*** Given passage ***
Bird flu goes for the throat

Helen Carter
ABC Science Online
Monday, 3 April 2006

Vietnam's fight against bird flu (Image: Reuters/Kham)

Humans infected with bird flu appear to have more of the virus in their throat and nose than people with standard human influenza strains, a conference is due to hear today.

The findings may help explain why avian influenza A (H5N1) has such a high death rate in humans, more than 50% mortality.

Dr Menno de Jong, head of the virology department at the University of Oxford's clinical research unit at the Hospital for Tropical Diseases in Ho Chi Minh City, studied 17 patients with bird flu.

He found the virus is often associated with disseminated infection in blood and faeces, and with higher levels of viral replication in the nasopharynx compared with contemporary Vietnamese influenza cases.

High viral levels, disseminated infection and an intense inflammatory response also seem associated with poor outcomes, he is due to tell the Australasian Society for Infectious Diseases annual scientific meeting in Wellington, New Zealand today.

"Our main findings are that influenza H5N1 seems to be characterised by high virus levels in the respiratory tract, evidence suggesting disseminated infection [virus detection in blood and rectum] and [likely as a result of this] an intense inflammatory response," de Jong says.

High levels of viral replication are likely to play a role in determining a patient's outcome by direct effects of the virus or by the inflammatory response to the virus, he says.

"The reason for the high mortality probably is not high replication rates per se, but high replication rates of an extremely virulent virus," he says.

Antiviral drugs should be started early to prevent as much inflammatory response as possible, he says.

Two of the people in his study developed resistance to the antiviral drug oseltamivir and died, as reported in the New England Journal of Medicine last December.

Resistance implies suboptimal suppression of replication and strategies to minimise it include ensuring adequate levels of the drug in the body by increasing the dose or giving it intravenously, or combining it with other antiviral drugs, he says.

De Jong says avian-type cell receptors being mostly in the lower respiratory tract could explain why bird flu does not spread among humans, as reported in the journal Nature recently.

This may explain why viral load seems higher in the throat than nose, and why all infected developed pneumonia, he says.
*** End of Given passage ***
## What to produce
Return the stretch of the bird flu article from "Bird flu goes" through "to hear today.", copied word for word.
*** Data extracts ***
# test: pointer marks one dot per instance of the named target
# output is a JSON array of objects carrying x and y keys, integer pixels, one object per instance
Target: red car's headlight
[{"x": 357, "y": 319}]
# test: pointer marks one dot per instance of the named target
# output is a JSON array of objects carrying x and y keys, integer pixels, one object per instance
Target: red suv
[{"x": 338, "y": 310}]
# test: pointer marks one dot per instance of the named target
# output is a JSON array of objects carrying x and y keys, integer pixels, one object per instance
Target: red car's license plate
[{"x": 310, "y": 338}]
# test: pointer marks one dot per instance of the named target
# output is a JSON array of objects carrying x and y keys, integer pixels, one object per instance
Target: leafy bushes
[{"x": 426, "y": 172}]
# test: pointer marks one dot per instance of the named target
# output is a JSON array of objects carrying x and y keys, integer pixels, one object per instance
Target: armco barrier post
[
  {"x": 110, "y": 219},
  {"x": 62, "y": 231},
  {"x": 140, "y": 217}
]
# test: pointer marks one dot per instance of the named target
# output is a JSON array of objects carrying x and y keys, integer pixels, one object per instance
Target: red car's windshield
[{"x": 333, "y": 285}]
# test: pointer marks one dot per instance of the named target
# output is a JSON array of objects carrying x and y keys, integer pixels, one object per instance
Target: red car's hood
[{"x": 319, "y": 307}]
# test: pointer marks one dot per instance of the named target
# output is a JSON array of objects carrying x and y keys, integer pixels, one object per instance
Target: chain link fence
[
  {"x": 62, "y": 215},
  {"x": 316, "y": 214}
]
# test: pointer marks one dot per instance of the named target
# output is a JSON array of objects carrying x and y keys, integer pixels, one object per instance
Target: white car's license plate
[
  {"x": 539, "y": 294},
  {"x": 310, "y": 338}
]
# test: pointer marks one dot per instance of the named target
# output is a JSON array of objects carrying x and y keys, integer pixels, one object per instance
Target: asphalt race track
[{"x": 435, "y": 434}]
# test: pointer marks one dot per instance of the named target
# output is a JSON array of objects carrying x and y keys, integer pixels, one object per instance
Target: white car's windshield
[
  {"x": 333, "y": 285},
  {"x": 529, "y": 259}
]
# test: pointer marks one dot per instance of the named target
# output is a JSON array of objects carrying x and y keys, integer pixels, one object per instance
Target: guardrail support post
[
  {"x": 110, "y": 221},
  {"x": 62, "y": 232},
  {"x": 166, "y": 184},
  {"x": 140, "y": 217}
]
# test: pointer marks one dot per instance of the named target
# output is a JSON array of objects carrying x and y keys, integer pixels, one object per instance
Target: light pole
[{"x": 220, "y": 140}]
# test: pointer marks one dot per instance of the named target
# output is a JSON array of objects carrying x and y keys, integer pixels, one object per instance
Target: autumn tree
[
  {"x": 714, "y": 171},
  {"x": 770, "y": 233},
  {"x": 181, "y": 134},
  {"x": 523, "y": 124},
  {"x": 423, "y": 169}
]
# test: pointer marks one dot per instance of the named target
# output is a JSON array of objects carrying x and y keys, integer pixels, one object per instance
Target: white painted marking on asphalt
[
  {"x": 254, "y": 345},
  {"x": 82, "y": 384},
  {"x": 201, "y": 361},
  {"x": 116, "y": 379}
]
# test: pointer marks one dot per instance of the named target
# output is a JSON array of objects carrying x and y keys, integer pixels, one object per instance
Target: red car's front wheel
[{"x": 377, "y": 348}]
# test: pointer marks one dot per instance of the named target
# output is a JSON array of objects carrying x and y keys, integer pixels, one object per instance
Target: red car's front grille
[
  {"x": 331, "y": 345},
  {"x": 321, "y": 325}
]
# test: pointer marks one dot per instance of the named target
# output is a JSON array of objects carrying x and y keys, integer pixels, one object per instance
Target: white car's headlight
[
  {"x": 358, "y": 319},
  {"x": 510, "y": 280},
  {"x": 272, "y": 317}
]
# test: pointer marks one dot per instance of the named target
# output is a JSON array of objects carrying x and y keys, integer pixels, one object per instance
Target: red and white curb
*** End of Data extracts ***
## Reply to the exercise
Bird flu goes for the throat

Helen Carter
ABC Science Online
Monday, 3 April 2006

Vietnam's fight against bird flu (Image: Reuters/Kham)

Humans infected with bird flu appear to have more of the virus in their throat and nose than people with standard human influenza strains, a conference is due to hear today.